*Aim of the task*
Return each record word for word, keeping none of its pictures.

*Material provided*
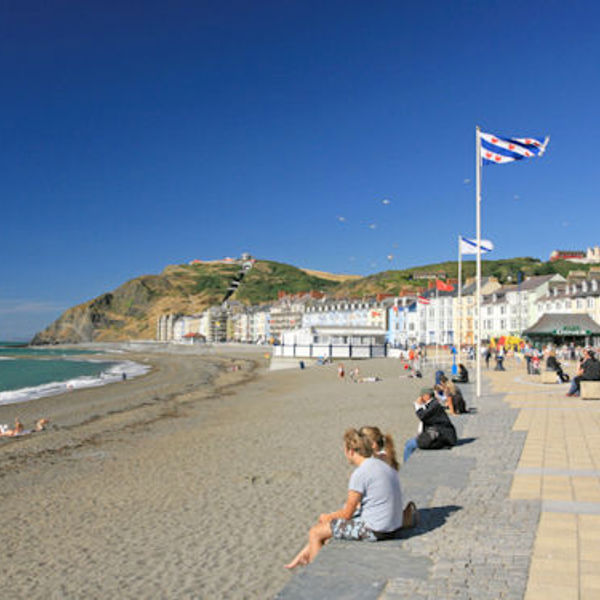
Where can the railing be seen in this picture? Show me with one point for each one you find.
(331, 350)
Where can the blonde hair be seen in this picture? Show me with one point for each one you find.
(356, 442)
(451, 387)
(382, 445)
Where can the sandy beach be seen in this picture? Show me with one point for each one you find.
(193, 481)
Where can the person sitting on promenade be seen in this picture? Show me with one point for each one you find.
(463, 374)
(383, 448)
(436, 429)
(454, 398)
(552, 364)
(589, 370)
(438, 377)
(373, 485)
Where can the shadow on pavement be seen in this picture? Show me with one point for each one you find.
(465, 441)
(430, 519)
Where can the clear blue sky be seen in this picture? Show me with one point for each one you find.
(140, 134)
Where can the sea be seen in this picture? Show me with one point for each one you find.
(28, 372)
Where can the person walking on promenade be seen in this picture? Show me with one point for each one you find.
(500, 358)
(488, 355)
(375, 487)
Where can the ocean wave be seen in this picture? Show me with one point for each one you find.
(112, 374)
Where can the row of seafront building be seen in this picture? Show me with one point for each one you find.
(432, 317)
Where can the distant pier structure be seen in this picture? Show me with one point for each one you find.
(165, 327)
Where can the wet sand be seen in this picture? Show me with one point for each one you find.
(194, 481)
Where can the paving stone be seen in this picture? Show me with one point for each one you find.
(472, 541)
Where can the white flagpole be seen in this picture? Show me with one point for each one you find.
(478, 276)
(459, 301)
(437, 321)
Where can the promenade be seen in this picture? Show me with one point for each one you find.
(512, 512)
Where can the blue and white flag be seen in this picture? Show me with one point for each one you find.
(496, 150)
(468, 246)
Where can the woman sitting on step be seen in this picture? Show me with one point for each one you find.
(375, 487)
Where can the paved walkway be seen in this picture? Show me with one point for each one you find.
(512, 512)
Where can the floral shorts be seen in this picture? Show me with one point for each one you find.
(351, 529)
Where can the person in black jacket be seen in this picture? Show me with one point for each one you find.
(436, 429)
(588, 371)
(552, 364)
(463, 375)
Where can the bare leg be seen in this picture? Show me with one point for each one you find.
(318, 535)
(300, 559)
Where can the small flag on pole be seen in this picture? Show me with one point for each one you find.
(496, 150)
(469, 246)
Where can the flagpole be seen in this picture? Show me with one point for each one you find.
(478, 275)
(437, 322)
(459, 300)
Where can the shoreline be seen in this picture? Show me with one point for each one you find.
(89, 413)
(135, 481)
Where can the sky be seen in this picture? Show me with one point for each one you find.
(331, 135)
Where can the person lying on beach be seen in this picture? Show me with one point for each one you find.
(383, 448)
(373, 485)
(355, 374)
(19, 430)
(436, 429)
(368, 380)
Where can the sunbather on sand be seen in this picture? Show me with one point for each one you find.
(19, 430)
(375, 486)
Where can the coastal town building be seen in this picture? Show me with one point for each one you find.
(464, 308)
(512, 308)
(429, 317)
(590, 256)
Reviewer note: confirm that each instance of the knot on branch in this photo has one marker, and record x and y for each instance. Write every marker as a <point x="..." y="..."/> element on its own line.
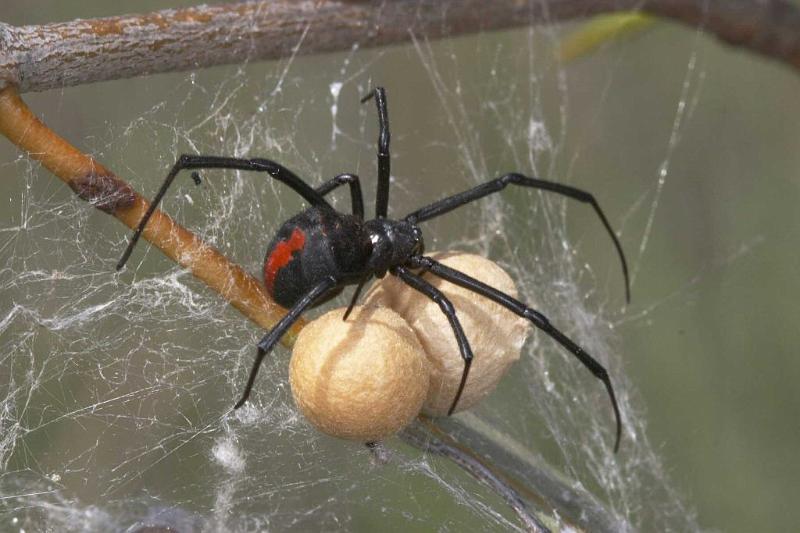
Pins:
<point x="104" y="190"/>
<point x="9" y="73"/>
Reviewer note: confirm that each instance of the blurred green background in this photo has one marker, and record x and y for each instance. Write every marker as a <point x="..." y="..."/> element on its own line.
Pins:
<point x="709" y="342"/>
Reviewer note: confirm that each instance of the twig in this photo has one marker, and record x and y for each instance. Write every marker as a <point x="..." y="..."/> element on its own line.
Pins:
<point x="104" y="190"/>
<point x="36" y="58"/>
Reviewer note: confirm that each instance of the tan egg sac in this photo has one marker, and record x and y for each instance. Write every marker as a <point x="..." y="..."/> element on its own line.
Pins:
<point x="495" y="334"/>
<point x="363" y="379"/>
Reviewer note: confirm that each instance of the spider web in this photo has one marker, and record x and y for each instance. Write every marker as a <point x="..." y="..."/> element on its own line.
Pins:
<point x="117" y="388"/>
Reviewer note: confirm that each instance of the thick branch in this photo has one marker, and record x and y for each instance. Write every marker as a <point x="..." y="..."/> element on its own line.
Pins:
<point x="102" y="188"/>
<point x="36" y="58"/>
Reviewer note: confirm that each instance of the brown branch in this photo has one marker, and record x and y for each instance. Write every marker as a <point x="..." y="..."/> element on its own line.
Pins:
<point x="36" y="58"/>
<point x="102" y="188"/>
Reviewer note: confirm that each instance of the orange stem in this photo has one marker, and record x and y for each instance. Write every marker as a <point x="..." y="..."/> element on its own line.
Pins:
<point x="102" y="188"/>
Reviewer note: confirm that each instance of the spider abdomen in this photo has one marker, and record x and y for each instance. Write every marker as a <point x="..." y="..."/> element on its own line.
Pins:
<point x="311" y="246"/>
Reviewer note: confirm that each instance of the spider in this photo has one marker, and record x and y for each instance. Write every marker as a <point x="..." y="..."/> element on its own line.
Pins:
<point x="318" y="252"/>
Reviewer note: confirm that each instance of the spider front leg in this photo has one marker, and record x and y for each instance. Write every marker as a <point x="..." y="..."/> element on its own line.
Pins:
<point x="356" y="197"/>
<point x="279" y="330"/>
<point x="446" y="205"/>
<point x="418" y="283"/>
<point x="188" y="162"/>
<point x="384" y="158"/>
<point x="539" y="320"/>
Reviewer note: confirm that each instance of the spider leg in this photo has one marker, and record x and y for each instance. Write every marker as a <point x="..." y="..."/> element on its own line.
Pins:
<point x="270" y="339"/>
<point x="520" y="309"/>
<point x="446" y="205"/>
<point x="384" y="159"/>
<point x="356" y="197"/>
<point x="275" y="170"/>
<point x="421" y="285"/>
<point x="355" y="296"/>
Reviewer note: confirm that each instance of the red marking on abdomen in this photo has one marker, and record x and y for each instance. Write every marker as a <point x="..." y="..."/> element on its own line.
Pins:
<point x="282" y="256"/>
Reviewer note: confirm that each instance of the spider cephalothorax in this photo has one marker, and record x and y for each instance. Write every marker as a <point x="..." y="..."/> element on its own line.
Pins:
<point x="318" y="252"/>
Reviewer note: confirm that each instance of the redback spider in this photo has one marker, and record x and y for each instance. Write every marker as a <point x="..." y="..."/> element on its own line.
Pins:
<point x="316" y="253"/>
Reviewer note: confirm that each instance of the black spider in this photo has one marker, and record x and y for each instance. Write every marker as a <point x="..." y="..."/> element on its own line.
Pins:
<point x="319" y="251"/>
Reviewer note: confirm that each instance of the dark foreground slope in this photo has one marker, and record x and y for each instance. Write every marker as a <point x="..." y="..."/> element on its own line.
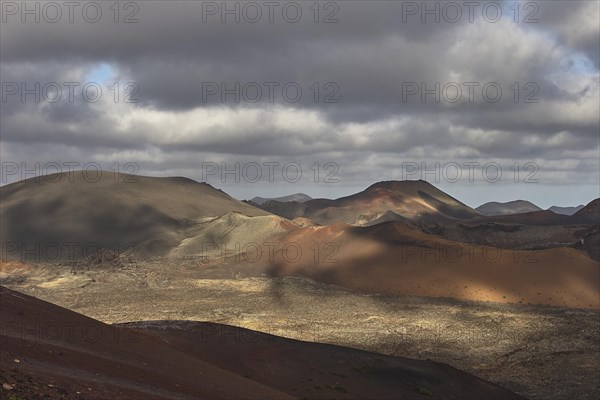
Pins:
<point x="48" y="350"/>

*Result for this task*
Where can the railing be seen in this picture? Show me with one point for each one you find.
(331, 350)
Where can the blonde hair be seen in this picture? Show me with one point for each one you find.
(356, 442)
(451, 387)
(382, 445)
Where can the sandy beach be seen in this picture? Show me with one point for each one you find.
(193, 481)
Where can the person sitting on promenade be seen in this picture? Show me with one point for each one you find.
(463, 374)
(383, 448)
(436, 429)
(454, 398)
(552, 364)
(589, 370)
(438, 377)
(373, 485)
Where can the shadow on pavement be seen in this picture? Show me with one point for each one you find.
(465, 441)
(430, 519)
Where can the clear blue sky be seen in this picture? Show me with one point for each one you find.
(140, 134)
Where can the sea be seen in this picture? Show me with one point for each one you find.
(28, 372)
Where can the person walking on promenade be seen in this picture? Show me with one point for each one you find.
(500, 358)
(488, 355)
(375, 487)
Where can the ocean wave be seen in this picture? Show me with one point for each one you find.
(112, 374)
Where can the row of seafront building be seen in this picture? Show me with one point for each one you find.
(432, 317)
Where can the distant pier structure be seen in this picture? Show me with one point for each one you find.
(165, 327)
Where can the wet sand be seen in this picture? Show me with one point for each one you find.
(194, 481)
Where can the paving stone be seen in this picture? Show me with one point for each one you find.
(472, 541)
Where can the white flagpole be seen in this picture? Show me with one point for each one you find.
(478, 276)
(459, 301)
(437, 321)
Where can the promenade be seen in this picture? Show me with one point for each one you find.
(512, 512)
Where can the blue and white flag be seen in this picture? Show me with one point for each one you find.
(496, 150)
(468, 246)
Where can the woman sitting on step be seen in this picture? Show me with one point for each one you find.
(375, 487)
Where can the paved walkway be seen in this picture? Show me with one point for each one you find.
(512, 512)
Where can the floral shorts be seen in this picture? Show me with one point for each one you find.
(351, 529)
Where can the person in black jacket be seen in this picture? Show me with one point for each one you find.
(436, 429)
(588, 371)
(552, 364)
(463, 375)
Where can the bare leg be seen in this picture? Show me with one point for each one you find.
(318, 535)
(300, 559)
Where can the small flag on pole be seen in this picture? Show me with one point for each one you find.
(496, 150)
(469, 246)
Where can the flagpole be seen in this picture? Show me with one point for each one you find.
(478, 275)
(437, 322)
(459, 300)
Where can the shoreline be seen in this picture? Show me with one point for each one you find.
(89, 413)
(135, 481)
Where can the sky be seen in this picture? Show me with one point for each one you find.
(331, 135)
Where can the person lying on beach be seen in this picture? Show me with one point for each one you find.
(383, 448)
(373, 485)
(355, 374)
(19, 430)
(436, 429)
(368, 380)
Where can the sunbather on sand be seen in this picture? Show me with one point for each one you find.
(19, 430)
(375, 486)
Where can the coastal town building be seen in this picture? Show me with one point for each one you find.
(464, 308)
(512, 308)
(429, 317)
(590, 256)
Reviewer note: confirm that each instance of the knot on branch in this photo has one marker, and record x and y for each instance. Write every marker as a <point x="..." y="..."/> element on its own line.
Pins:
<point x="104" y="190"/>
<point x="9" y="73"/>
Reviewer note: confirm that each instance of the blurred green background in this photo has one marker, and record x and y for each instance. Write every marker as a <point x="..." y="..."/> element on its own line.
Pins:
<point x="709" y="342"/>
Reviewer note: confirm that each instance of the twig in this photo has one marker, and record x and y for each instance. Write every marker as a <point x="..." y="..."/> element on its own line.
Pins:
<point x="104" y="190"/>
<point x="36" y="58"/>
Reviewer note: confirm that each instance of the tan egg sac in this photo has one marker, and record x and y for each instance. Write every marker as a <point x="..." y="..."/> element on its own line.
Pins:
<point x="495" y="334"/>
<point x="363" y="379"/>
Reviewer note: confirm that each instance of the spider web in this photo has one marker, and record x and y for each instance. Write every marker as a <point x="..." y="..."/> element on its own line.
Pins:
<point x="117" y="388"/>
Reviewer note: confirm that each instance of the thick branch in this photo has one marker, and record x and y for each instance. Write every marker as a <point x="..." y="..."/> element on its own line.
Pins:
<point x="102" y="188"/>
<point x="36" y="58"/>
Reviewer note: confirm that each instance of the brown branch in this photo has one marker, and record x and y for each instance. Write every marker as a <point x="..." y="..."/> element on its own line.
Pins:
<point x="36" y="58"/>
<point x="102" y="188"/>
Reviewer note: confirm that each instance of the orange stem in this photo has one marker, and record x and y for each instance. Write every marker as a <point x="..." y="..."/> element on its own line.
Pins:
<point x="102" y="188"/>
Reviewer note: confirm that each instance of the spider abdomen in this photo has one marker, and record x and y for each instance. Write every marker as a <point x="..." y="..."/> element on its own line.
Pins:
<point x="311" y="246"/>
Reviewer note: confirm that each instance of the spider in this photo has one marker, and record x and y for each instance. Write every marker as a <point x="..." y="..."/> element on its own line.
Pins:
<point x="318" y="252"/>
Reviewer note: confirm that each instance of the spider front leg in this photo has one marker, and record x and y for each instance. Write every marker as a <point x="..." y="..."/> element on its own line.
Pins:
<point x="356" y="197"/>
<point x="279" y="330"/>
<point x="446" y="205"/>
<point x="418" y="283"/>
<point x="188" y="162"/>
<point x="384" y="158"/>
<point x="539" y="320"/>
Reviewer note: confirm that each instance of the spider leg in this photo has one marker, and record x and y for each instance. Write every marker as a <point x="..." y="..."/> element on its own line.
Pins:
<point x="270" y="339"/>
<point x="520" y="309"/>
<point x="446" y="205"/>
<point x="384" y="159"/>
<point x="356" y="197"/>
<point x="275" y="170"/>
<point x="421" y="285"/>
<point x="355" y="296"/>
Reviewer note: confirm that each instance of the red marking on abdomen in this photo has one marker, and record x and y for each instance. Write every marker as a <point x="..." y="..."/> element on its own line.
Pins:
<point x="282" y="256"/>
Reviewer note: confirm that each instance of the spider cephalothorax in this photo has one marker, and record x and y for each instance. Write every marker as a <point x="..." y="..."/> element on its own line.
Pins:
<point x="318" y="252"/>
Reviewer note: confirm that each instance of the redback spider in this photo has one marker, and record x and y for each instance. Write every marker as a <point x="..." y="..."/> element on its own line.
Pins:
<point x="316" y="253"/>
Reviewer note: confirm that each instance of the black spider in this photo has one marker, and record x and y for each instance. Write every marker as a <point x="..." y="..."/> element on its own line.
Pins:
<point x="319" y="251"/>
Reviewer note: confirm that each instance of the dark foreground slope in this photo has one marker, and record x and y for each instance. Write every marker as a <point x="..." y="..."/> element on its own line.
Pins:
<point x="48" y="350"/>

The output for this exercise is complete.